Instructions for the task: Restate the records word for word. Include no pictures.

*** Opening Listed records ***

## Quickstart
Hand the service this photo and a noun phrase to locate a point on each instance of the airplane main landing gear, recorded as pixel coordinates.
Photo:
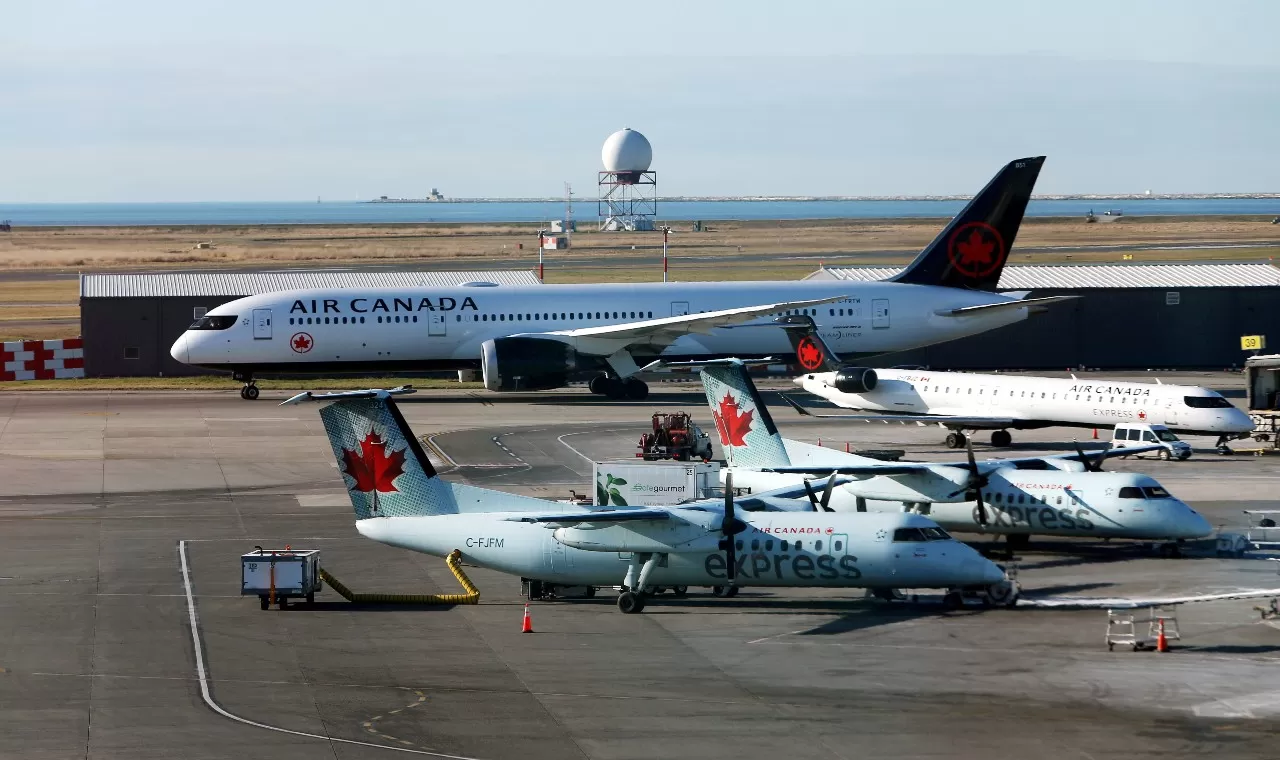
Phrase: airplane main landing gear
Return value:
(250, 390)
(631, 601)
(618, 388)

*** Closing Listed records ***

Output for this task:
## Quickstart
Hand the service this photo and a noun phrase to locate a point on each instance of the airplane main landing gear, recorded as pixel coordinates.
Photo:
Phrase: airplane main landing gear
Return value:
(250, 390)
(631, 601)
(618, 388)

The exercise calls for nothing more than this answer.